> Required action
In the records below, find the line with "Where can the red" and the line with "Target: thumb"; return exactly those lines and every line between them.

Segment Start: Records

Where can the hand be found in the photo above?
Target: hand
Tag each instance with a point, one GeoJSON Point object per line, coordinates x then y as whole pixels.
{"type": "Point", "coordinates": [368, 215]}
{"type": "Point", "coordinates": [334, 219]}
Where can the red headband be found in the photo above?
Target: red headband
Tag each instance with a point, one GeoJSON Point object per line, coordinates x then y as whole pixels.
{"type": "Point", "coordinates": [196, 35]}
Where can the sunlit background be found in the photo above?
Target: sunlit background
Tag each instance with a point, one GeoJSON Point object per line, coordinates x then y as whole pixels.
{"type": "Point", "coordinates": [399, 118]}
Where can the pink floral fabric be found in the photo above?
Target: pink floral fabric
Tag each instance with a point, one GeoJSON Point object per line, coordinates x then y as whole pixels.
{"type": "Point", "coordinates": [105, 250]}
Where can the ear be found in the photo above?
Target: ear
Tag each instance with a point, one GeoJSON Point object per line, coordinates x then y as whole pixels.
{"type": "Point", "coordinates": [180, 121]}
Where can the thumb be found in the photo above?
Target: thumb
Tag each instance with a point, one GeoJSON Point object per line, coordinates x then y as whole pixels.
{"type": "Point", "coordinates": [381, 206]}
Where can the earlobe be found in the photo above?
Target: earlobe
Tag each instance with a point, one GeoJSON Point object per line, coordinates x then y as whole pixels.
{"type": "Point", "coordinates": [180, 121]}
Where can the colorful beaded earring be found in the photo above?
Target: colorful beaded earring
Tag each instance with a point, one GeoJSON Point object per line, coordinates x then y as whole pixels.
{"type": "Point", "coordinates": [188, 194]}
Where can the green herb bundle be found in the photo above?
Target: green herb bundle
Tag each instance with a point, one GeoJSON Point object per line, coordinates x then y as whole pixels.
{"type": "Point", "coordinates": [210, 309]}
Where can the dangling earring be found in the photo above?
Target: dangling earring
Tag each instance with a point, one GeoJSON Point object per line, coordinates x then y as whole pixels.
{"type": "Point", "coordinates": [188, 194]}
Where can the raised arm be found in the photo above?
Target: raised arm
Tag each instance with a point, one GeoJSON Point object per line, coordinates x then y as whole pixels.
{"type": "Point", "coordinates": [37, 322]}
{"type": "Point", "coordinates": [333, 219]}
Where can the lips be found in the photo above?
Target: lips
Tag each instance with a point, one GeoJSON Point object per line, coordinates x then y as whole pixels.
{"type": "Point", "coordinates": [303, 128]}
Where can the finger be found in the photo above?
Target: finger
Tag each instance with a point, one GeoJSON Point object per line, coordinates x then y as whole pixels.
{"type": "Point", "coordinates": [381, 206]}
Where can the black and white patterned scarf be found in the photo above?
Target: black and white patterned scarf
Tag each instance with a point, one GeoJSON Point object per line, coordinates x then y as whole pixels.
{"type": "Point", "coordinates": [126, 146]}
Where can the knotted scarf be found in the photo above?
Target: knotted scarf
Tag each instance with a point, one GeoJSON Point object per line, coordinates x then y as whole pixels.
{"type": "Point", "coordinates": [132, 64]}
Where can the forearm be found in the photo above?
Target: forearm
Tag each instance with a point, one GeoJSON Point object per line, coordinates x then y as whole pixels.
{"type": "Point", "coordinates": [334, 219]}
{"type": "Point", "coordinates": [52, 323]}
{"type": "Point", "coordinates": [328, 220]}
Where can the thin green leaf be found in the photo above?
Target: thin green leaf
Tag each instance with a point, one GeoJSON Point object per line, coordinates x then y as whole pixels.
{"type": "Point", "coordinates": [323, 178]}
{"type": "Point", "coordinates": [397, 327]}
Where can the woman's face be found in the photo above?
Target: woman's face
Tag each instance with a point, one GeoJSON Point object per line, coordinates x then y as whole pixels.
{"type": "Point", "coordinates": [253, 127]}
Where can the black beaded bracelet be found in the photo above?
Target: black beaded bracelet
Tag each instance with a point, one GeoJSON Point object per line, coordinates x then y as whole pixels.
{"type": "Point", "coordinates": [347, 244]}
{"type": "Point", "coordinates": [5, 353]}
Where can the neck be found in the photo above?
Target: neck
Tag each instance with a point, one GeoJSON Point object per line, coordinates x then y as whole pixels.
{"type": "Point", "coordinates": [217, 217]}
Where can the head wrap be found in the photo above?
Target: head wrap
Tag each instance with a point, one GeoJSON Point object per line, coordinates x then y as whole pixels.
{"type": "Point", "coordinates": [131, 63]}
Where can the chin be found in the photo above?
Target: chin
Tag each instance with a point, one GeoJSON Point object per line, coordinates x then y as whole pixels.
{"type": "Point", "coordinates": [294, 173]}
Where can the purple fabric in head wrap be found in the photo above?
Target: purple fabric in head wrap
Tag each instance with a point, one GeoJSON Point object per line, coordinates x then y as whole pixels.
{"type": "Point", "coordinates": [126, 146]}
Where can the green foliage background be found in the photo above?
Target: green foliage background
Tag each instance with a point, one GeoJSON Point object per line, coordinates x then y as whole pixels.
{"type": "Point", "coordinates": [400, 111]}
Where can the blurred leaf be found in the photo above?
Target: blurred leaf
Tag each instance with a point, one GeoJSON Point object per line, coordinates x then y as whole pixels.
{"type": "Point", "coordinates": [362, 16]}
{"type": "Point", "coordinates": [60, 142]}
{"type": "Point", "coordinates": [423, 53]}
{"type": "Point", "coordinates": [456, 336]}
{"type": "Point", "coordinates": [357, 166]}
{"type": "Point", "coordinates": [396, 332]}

Segment End: Records

> Reply to the task
Where can the red headband be found in the photo above?
Target: red headband
Tag each instance with a point, one GeoJSON Point object per line, coordinates x then y as whole pixels.
{"type": "Point", "coordinates": [196, 35]}
Where can the sunlit background be found in the photo above?
Target: sunlit background
Tag each instance with a point, one GeoJSON Point object per line, coordinates x then y as whole pixels.
{"type": "Point", "coordinates": [399, 118]}
Where can the pink floral fabric be found in the photo above?
Target: pink floral fabric
Tag each instance with a point, one GeoJSON Point object per line, coordinates x then y as whole pixels.
{"type": "Point", "coordinates": [105, 250]}
Where can the ear be found in the photo above?
Target: ear
Tag each instance with a point, one GeoJSON Point object per line, coordinates x then y as whole pixels.
{"type": "Point", "coordinates": [180, 121]}
Where can the thumb be found in the photo above?
Target: thumb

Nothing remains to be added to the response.